Tally the lines in the items below that contain the word "grassy", and reply with that number alone.

Excerpted data:
★ ★ ★ ★ ★
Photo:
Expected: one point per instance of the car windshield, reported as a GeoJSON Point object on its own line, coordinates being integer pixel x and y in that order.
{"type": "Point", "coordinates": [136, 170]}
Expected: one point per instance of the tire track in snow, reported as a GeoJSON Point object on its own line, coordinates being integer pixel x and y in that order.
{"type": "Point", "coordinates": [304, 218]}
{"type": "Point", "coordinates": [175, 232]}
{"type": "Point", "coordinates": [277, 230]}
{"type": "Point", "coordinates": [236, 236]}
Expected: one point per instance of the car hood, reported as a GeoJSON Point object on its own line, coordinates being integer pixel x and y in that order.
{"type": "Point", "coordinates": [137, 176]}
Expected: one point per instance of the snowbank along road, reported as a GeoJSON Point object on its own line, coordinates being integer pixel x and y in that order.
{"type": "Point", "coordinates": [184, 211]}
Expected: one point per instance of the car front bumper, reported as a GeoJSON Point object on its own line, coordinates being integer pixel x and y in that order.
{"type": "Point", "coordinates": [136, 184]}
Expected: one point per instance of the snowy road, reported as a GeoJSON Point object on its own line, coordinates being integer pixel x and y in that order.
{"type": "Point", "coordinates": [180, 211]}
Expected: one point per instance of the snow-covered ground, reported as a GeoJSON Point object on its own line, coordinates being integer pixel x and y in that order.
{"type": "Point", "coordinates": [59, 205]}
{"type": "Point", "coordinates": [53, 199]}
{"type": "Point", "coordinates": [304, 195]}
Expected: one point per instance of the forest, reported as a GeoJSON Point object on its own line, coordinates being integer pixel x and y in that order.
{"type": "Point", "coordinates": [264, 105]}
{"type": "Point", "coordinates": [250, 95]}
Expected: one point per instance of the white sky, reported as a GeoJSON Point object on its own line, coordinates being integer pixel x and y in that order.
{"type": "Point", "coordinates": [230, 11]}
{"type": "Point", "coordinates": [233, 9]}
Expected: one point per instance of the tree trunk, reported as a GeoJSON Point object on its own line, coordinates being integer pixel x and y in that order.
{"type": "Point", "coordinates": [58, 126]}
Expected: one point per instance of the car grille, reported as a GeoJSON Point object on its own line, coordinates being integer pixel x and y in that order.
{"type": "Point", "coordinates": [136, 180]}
★ ★ ★ ★ ★
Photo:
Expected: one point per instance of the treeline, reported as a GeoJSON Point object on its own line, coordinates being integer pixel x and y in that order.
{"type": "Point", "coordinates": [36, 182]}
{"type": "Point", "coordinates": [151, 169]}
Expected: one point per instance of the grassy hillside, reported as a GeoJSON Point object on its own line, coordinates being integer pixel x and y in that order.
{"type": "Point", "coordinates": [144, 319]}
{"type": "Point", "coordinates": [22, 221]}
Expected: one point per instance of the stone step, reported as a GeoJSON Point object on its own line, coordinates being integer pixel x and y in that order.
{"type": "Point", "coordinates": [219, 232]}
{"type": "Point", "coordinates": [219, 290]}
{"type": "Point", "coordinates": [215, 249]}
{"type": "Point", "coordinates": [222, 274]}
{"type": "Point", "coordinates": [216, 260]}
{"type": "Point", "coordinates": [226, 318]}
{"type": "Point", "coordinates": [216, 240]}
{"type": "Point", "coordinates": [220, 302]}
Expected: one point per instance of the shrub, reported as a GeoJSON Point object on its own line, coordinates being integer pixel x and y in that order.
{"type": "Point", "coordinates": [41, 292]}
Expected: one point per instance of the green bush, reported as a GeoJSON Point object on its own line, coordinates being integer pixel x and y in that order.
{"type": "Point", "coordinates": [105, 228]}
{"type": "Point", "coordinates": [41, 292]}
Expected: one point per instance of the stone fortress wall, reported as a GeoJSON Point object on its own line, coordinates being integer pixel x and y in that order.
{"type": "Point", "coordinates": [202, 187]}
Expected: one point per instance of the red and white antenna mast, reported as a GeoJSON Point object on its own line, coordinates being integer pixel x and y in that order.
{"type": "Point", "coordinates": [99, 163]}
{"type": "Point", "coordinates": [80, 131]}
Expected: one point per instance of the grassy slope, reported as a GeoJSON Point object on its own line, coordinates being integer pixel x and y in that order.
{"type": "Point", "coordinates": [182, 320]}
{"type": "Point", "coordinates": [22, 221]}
★ ★ ★ ★ ★
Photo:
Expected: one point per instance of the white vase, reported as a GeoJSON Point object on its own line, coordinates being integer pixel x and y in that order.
★ ★ ★ ★ ★
Answer to the task: 2